-- Data start --

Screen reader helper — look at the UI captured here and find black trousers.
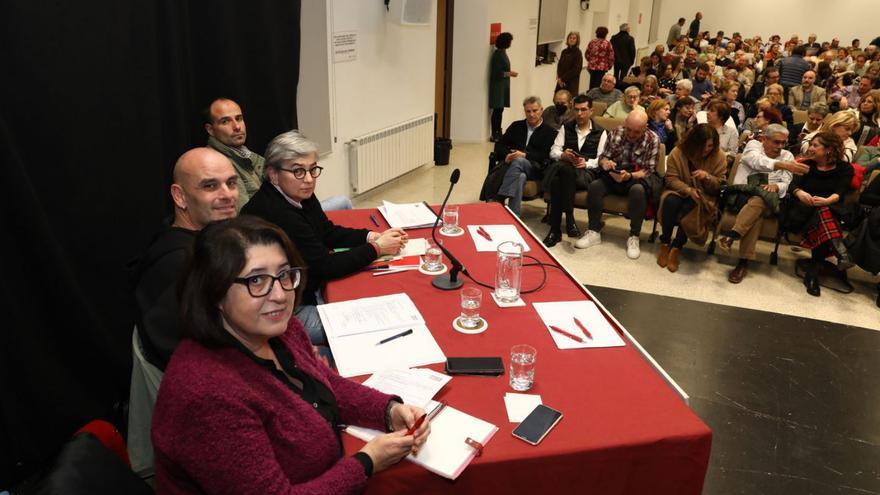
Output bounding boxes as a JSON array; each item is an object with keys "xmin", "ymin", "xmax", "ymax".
[{"xmin": 660, "ymin": 194, "xmax": 697, "ymax": 249}]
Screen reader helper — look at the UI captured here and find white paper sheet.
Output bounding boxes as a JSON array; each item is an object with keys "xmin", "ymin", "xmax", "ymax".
[
  {"xmin": 504, "ymin": 392, "xmax": 542, "ymax": 423},
  {"xmin": 467, "ymin": 225, "xmax": 529, "ymax": 253},
  {"xmin": 533, "ymin": 301, "xmax": 626, "ymax": 349},
  {"xmin": 364, "ymin": 368, "xmax": 452, "ymax": 408}
]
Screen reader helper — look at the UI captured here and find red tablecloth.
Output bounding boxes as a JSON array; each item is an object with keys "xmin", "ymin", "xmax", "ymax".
[{"xmin": 326, "ymin": 204, "xmax": 712, "ymax": 495}]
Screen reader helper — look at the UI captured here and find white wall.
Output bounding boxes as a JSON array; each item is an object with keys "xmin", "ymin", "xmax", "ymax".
[
  {"xmin": 657, "ymin": 0, "xmax": 880, "ymax": 47},
  {"xmin": 298, "ymin": 0, "xmax": 440, "ymax": 198}
]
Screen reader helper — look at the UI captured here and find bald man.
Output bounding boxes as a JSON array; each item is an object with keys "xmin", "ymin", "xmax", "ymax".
[
  {"xmin": 574, "ymin": 110, "xmax": 662, "ymax": 259},
  {"xmin": 130, "ymin": 148, "xmax": 238, "ymax": 371}
]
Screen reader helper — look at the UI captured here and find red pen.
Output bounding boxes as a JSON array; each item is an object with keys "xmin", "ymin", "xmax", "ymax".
[
  {"xmin": 550, "ymin": 325, "xmax": 584, "ymax": 343},
  {"xmin": 572, "ymin": 316, "xmax": 593, "ymax": 340}
]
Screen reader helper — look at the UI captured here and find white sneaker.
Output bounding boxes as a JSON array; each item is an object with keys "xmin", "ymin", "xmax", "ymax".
[
  {"xmin": 574, "ymin": 230, "xmax": 602, "ymax": 249},
  {"xmin": 626, "ymin": 235, "xmax": 642, "ymax": 260}
]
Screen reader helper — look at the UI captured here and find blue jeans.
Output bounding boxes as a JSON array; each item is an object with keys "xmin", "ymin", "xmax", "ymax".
[
  {"xmin": 498, "ymin": 158, "xmax": 541, "ymax": 216},
  {"xmin": 321, "ymin": 196, "xmax": 352, "ymax": 211}
]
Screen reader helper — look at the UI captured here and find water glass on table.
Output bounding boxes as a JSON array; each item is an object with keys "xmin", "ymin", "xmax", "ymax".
[
  {"xmin": 440, "ymin": 205, "xmax": 458, "ymax": 234},
  {"xmin": 510, "ymin": 344, "xmax": 538, "ymax": 392},
  {"xmin": 458, "ymin": 286, "xmax": 483, "ymax": 329}
]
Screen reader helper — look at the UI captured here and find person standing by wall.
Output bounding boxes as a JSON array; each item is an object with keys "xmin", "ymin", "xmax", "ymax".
[
  {"xmin": 611, "ymin": 23, "xmax": 636, "ymax": 85},
  {"xmin": 585, "ymin": 26, "xmax": 614, "ymax": 89},
  {"xmin": 553, "ymin": 31, "xmax": 584, "ymax": 95},
  {"xmin": 489, "ymin": 32, "xmax": 519, "ymax": 143}
]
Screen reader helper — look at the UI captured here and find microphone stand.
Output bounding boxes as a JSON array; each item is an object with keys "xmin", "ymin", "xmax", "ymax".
[{"xmin": 431, "ymin": 169, "xmax": 467, "ymax": 290}]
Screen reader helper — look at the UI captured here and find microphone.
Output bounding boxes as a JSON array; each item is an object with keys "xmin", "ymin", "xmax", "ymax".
[{"xmin": 431, "ymin": 169, "xmax": 467, "ymax": 290}]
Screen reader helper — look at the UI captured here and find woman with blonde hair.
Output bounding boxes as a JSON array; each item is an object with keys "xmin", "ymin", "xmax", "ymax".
[{"xmin": 801, "ymin": 110, "xmax": 859, "ymax": 162}]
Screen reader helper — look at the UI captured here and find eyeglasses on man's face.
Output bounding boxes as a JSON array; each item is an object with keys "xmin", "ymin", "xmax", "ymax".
[
  {"xmin": 233, "ymin": 267, "xmax": 305, "ymax": 297},
  {"xmin": 278, "ymin": 163, "xmax": 324, "ymax": 179}
]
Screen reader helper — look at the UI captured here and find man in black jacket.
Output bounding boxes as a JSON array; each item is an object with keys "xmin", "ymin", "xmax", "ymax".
[
  {"xmin": 611, "ymin": 23, "xmax": 636, "ymax": 81},
  {"xmin": 495, "ymin": 96, "xmax": 556, "ymax": 215},
  {"xmin": 130, "ymin": 148, "xmax": 238, "ymax": 371}
]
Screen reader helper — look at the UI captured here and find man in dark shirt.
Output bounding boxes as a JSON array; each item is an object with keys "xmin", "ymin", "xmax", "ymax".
[
  {"xmin": 495, "ymin": 96, "xmax": 556, "ymax": 215},
  {"xmin": 130, "ymin": 148, "xmax": 238, "ymax": 371}
]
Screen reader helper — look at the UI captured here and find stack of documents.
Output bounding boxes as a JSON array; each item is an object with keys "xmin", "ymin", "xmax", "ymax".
[
  {"xmin": 379, "ymin": 201, "xmax": 437, "ymax": 229},
  {"xmin": 318, "ymin": 293, "xmax": 446, "ymax": 377}
]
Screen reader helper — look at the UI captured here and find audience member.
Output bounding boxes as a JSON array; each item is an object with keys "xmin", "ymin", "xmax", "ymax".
[
  {"xmin": 544, "ymin": 95, "xmax": 607, "ymax": 247},
  {"xmin": 657, "ymin": 124, "xmax": 727, "ymax": 272},
  {"xmin": 131, "ymin": 147, "xmax": 239, "ymax": 370},
  {"xmin": 788, "ymin": 70, "xmax": 827, "ymax": 110},
  {"xmin": 541, "ymin": 89, "xmax": 574, "ymax": 129},
  {"xmin": 603, "ymin": 86, "xmax": 645, "ymax": 119},
  {"xmin": 489, "ymin": 32, "xmax": 519, "ymax": 143},
  {"xmin": 574, "ymin": 110, "xmax": 662, "ymax": 259},
  {"xmin": 241, "ymin": 131, "xmax": 407, "ymax": 346},
  {"xmin": 203, "ymin": 98, "xmax": 265, "ymax": 210},
  {"xmin": 152, "ymin": 217, "xmax": 430, "ymax": 493},
  {"xmin": 718, "ymin": 124, "xmax": 807, "ymax": 284},
  {"xmin": 586, "ymin": 74, "xmax": 623, "ymax": 105},
  {"xmin": 784, "ymin": 132, "xmax": 853, "ymax": 296},
  {"xmin": 553, "ymin": 31, "xmax": 584, "ymax": 95},
  {"xmin": 584, "ymin": 26, "xmax": 614, "ymax": 89},
  {"xmin": 611, "ymin": 23, "xmax": 636, "ymax": 80},
  {"xmin": 484, "ymin": 96, "xmax": 556, "ymax": 215}
]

-- Data end --

Exercise description:
Gather every line of the data above that contains the string "black", copying each one unchanged.

Complete response:
Screen reader helper — look at the UI captured here and find black trousers.
Screen reader helper — look at the UI captured here and find man in black jacket.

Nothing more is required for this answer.